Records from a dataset
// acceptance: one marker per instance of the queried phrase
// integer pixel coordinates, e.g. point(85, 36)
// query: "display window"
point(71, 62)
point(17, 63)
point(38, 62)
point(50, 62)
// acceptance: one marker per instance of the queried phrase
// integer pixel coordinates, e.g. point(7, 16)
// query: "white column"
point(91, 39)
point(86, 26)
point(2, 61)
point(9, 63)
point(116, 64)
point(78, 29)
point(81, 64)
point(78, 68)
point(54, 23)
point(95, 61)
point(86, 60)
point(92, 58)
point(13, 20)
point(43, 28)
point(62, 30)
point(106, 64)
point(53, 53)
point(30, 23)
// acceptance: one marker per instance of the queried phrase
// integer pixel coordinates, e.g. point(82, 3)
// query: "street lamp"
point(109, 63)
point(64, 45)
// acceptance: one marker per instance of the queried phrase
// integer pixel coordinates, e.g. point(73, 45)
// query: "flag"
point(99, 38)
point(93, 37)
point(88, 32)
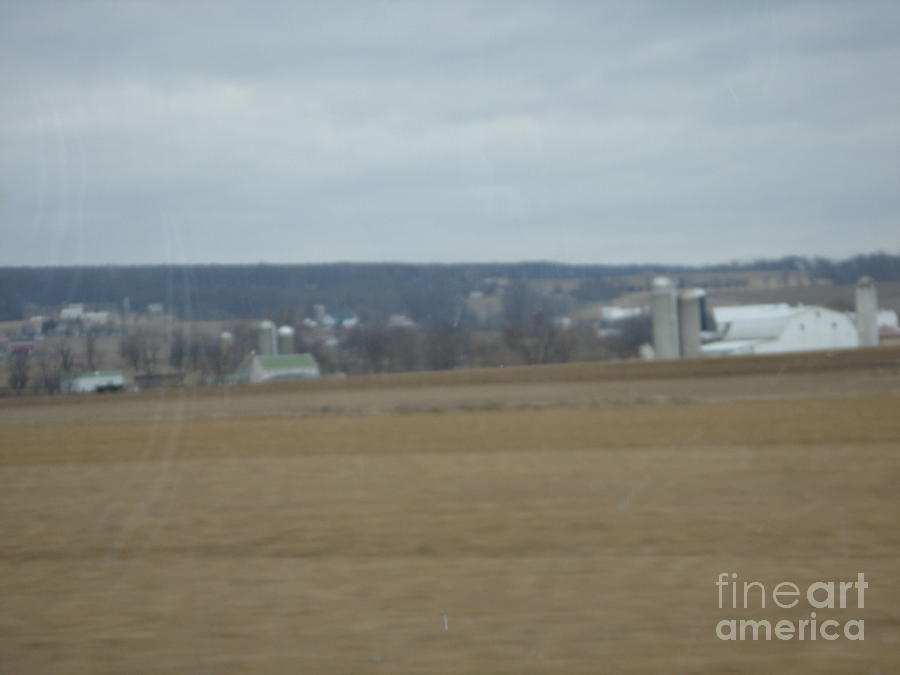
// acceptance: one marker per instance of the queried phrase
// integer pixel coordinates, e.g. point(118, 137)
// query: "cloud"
point(587, 132)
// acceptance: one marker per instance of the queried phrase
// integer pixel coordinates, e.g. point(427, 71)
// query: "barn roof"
point(287, 361)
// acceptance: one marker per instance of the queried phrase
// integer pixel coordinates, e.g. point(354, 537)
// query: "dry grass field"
point(568, 519)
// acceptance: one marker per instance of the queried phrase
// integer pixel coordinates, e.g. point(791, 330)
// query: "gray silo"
point(285, 340)
point(690, 321)
point(664, 313)
point(867, 312)
point(265, 339)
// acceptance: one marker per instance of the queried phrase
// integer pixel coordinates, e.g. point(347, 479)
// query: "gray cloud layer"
point(582, 132)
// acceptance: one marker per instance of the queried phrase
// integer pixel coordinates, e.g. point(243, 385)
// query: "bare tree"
point(91, 357)
point(18, 368)
point(66, 355)
point(49, 370)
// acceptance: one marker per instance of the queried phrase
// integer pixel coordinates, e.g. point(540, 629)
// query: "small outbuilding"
point(276, 367)
point(93, 382)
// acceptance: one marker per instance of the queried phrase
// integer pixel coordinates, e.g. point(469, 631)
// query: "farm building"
point(96, 381)
point(779, 328)
point(271, 368)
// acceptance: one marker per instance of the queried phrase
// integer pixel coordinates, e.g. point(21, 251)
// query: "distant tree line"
point(245, 291)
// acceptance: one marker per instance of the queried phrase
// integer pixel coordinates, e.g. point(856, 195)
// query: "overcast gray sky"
point(447, 131)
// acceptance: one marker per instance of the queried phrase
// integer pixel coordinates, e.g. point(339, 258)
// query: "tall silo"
point(265, 339)
point(285, 340)
point(664, 313)
point(690, 321)
point(867, 312)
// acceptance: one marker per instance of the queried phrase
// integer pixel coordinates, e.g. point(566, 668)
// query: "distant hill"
point(216, 292)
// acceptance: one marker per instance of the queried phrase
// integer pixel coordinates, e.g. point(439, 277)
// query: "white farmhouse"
point(780, 328)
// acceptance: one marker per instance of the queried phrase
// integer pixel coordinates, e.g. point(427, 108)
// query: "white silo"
point(285, 340)
point(265, 339)
point(664, 313)
point(690, 320)
point(867, 312)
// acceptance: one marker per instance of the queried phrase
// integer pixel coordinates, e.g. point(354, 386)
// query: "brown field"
point(567, 519)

Aim of the exercise
What is needed here is an exact transcript of the data above, pictures excluded.

Exercise answer
// acceptance: one marker per instance of the queried phrase
// integer pixel coordinates, e.g. point(85, 36)
// query: "display window"
point(71, 62)
point(17, 63)
point(38, 62)
point(50, 62)
// acceptance: one marker per instance of the queried phrase
// integer pixel coordinates, e.g. point(7, 16)
// query: "white column"
point(91, 39)
point(86, 26)
point(2, 61)
point(9, 63)
point(116, 64)
point(78, 29)
point(81, 64)
point(78, 68)
point(54, 23)
point(95, 61)
point(86, 60)
point(92, 58)
point(13, 20)
point(43, 28)
point(62, 30)
point(106, 64)
point(53, 53)
point(30, 23)
// acceptance: one marker per instance of the queried phrase
// integer pixel coordinates, e.g. point(82, 3)
// query: "street lamp"
point(109, 63)
point(64, 45)
// acceptance: one marker per instance of the queried phrase
// integer pixel coordinates, e.g. point(73, 45)
// query: "flag"
point(99, 38)
point(93, 37)
point(88, 32)
// acceptance: one marker per instance of the queried phrase
// integer pixel coordinates, e.g. point(118, 137)
// query: "cloud"
point(587, 132)
// acceptance: one marker per instance of the queried phrase
// integer pixel coordinates, e.g. point(427, 71)
// query: "barn roof"
point(287, 361)
// acceptance: one marker per instance of the queried phrase
// integer pixel coordinates, e.g. point(354, 537)
// query: "dry grass field"
point(568, 519)
// acceptance: one marker per instance of the queried phrase
// integer pixel coordinates, e.g. point(791, 330)
// query: "gray silo"
point(285, 340)
point(690, 321)
point(664, 313)
point(867, 312)
point(265, 339)
// acceptance: one marker per instance of the queried phrase
// integer pixel coordinates, e.g. point(347, 479)
// query: "gray cloud layer"
point(582, 132)
// acceptance: one marker per instance of the queried phrase
// integer pixel coordinates, e.g. point(243, 385)
// query: "bare tree"
point(91, 357)
point(18, 368)
point(66, 355)
point(49, 370)
// acceptance: one marker per instance of the queried phrase
// integer pixel coordinates, e.g. point(540, 629)
// query: "small outbuilding"
point(276, 367)
point(93, 382)
// acceptance: one marker per instance of the queried phrase
// integer pixel coordinates, e.g. point(469, 631)
// query: "farm building"
point(96, 381)
point(779, 328)
point(271, 368)
// acceptance: one marker per instance of the queried phrase
// integer pixel coordinates, e.g. point(21, 251)
// query: "distant tree line"
point(245, 291)
// acceptance: one marker per instance of the queried phrase
// integer pixel coordinates, e.g. point(856, 195)
// query: "overcast gray sky"
point(447, 131)
// acceptance: one marker per instance of the queried phrase
// integer pixel coordinates, e.g. point(339, 258)
// query: "tall silo"
point(265, 339)
point(285, 340)
point(664, 313)
point(690, 321)
point(867, 312)
// acceptance: one marker per instance of the queried phrase
// integer pixel coordinates, e.g. point(566, 668)
// query: "distant hill"
point(216, 292)
// acceptance: one marker per instance of the queried phrase
// integer pixel coordinates, e.g. point(439, 277)
// query: "white farmhouse"
point(780, 328)
// acceptance: one marker per instance of the queried phrase
// integer pixel coordinates, e.g. point(427, 108)
// query: "white silo"
point(285, 340)
point(265, 339)
point(664, 313)
point(690, 320)
point(867, 312)
// acceptance: one marker per instance of the queried phrase
// integer pixel coordinates, e.g. point(354, 386)
// query: "brown field"
point(567, 519)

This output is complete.